## Task:
Go to the line below containing "the form [250,426]." and print exactly from there through the line containing "the form [853,347].", both included. Print nothing else.

## Available data:

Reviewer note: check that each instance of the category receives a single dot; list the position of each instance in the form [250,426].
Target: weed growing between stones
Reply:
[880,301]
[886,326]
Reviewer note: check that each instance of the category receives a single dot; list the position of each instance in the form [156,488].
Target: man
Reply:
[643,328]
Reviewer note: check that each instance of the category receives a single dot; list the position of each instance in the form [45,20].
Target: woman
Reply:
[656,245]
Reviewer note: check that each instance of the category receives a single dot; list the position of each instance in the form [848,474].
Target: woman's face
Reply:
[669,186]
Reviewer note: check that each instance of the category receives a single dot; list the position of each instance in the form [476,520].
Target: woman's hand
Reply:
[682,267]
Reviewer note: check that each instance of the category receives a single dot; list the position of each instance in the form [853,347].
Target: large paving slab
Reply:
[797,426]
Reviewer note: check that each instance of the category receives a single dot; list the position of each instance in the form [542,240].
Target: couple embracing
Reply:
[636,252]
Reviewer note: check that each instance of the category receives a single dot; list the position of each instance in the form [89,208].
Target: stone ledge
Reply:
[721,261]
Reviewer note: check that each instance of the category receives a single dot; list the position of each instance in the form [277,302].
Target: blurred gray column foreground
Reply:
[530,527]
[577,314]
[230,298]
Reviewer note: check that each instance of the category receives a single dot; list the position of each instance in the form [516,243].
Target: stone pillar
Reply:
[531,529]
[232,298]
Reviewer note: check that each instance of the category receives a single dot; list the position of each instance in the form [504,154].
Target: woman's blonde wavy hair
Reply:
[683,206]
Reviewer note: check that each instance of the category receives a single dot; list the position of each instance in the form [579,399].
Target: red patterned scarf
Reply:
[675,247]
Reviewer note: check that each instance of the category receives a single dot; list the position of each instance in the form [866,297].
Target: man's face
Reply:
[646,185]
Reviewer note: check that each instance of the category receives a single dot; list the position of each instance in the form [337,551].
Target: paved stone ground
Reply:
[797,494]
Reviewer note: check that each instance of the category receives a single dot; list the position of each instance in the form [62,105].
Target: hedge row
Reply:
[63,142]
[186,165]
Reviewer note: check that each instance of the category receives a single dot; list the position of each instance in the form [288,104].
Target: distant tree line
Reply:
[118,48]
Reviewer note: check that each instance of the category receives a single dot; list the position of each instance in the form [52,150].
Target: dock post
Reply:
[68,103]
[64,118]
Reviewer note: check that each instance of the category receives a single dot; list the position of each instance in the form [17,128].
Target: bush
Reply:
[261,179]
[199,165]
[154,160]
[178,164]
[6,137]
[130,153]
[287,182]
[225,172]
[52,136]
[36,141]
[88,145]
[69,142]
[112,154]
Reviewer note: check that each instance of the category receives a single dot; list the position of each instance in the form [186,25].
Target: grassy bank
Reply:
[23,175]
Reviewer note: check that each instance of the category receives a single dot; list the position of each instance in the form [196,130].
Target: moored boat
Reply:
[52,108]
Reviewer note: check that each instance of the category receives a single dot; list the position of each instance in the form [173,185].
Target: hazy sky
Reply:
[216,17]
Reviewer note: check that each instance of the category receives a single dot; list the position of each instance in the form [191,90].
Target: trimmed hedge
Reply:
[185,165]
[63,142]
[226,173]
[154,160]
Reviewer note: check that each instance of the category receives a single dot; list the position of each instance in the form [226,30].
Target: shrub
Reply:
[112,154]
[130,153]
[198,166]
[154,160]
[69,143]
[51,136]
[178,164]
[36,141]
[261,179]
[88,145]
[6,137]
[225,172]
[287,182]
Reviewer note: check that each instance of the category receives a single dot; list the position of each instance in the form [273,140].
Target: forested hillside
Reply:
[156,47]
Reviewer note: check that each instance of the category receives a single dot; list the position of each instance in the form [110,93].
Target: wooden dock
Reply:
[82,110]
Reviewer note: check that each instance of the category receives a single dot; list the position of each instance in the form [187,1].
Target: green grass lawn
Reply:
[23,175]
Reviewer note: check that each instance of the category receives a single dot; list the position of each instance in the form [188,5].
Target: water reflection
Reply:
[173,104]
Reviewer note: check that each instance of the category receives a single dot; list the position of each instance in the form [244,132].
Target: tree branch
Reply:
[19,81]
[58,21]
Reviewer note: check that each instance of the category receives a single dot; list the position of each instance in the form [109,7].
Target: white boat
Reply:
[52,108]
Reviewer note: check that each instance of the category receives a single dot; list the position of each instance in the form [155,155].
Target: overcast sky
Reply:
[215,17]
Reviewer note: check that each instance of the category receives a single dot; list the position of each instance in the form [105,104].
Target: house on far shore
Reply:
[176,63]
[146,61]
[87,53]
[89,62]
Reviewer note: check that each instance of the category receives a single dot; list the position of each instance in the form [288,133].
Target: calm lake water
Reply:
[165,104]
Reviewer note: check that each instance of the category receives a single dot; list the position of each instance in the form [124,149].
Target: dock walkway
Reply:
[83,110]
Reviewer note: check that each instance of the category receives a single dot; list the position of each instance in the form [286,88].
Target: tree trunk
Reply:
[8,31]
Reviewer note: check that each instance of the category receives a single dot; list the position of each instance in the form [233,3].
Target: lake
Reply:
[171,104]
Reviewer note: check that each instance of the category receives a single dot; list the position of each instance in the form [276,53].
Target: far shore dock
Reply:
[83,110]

---

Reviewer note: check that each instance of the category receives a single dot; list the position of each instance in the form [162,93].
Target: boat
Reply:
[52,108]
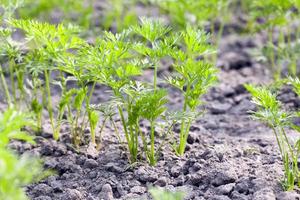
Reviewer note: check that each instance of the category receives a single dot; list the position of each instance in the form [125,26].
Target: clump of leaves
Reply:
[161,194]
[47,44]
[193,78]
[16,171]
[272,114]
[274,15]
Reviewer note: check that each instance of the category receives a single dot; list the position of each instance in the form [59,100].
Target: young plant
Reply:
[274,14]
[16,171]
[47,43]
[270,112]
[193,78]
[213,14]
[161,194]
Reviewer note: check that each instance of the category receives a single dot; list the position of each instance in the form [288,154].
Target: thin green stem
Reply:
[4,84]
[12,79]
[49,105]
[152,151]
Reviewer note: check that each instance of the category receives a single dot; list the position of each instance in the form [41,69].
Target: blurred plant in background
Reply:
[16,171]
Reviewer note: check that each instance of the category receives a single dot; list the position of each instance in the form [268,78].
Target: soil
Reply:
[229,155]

## Finished task:
Reviewer note: check that each instance of the category receives a single dot; list the position of each instance in the form [250,426].
Target: weed growing between stones
Reply:
[880,301]
[886,326]
Reviewer note: check that each instance of the category receives a single dot; list the position of each instance in the form [156,488].
Target: man
Reply:
[643,328]
Reviewer note: check that each instance of the category receives a single dot; list the position of each instance in the form [45,20].
Target: woman
Reply:
[656,245]
Reviewer note: check that each instance of the category receives a single dot; list the position of each instance in the form [848,474].
Target: woman's face
Reply:
[669,186]
Reviewer note: check that each instance of the category receives a single dot; list the position of each instance in the form [476,520].
Target: woman's hand
Reply:
[682,267]
Reviewer note: check that each instance of the category receives a single dot; list the position of each instance in the form [853,347].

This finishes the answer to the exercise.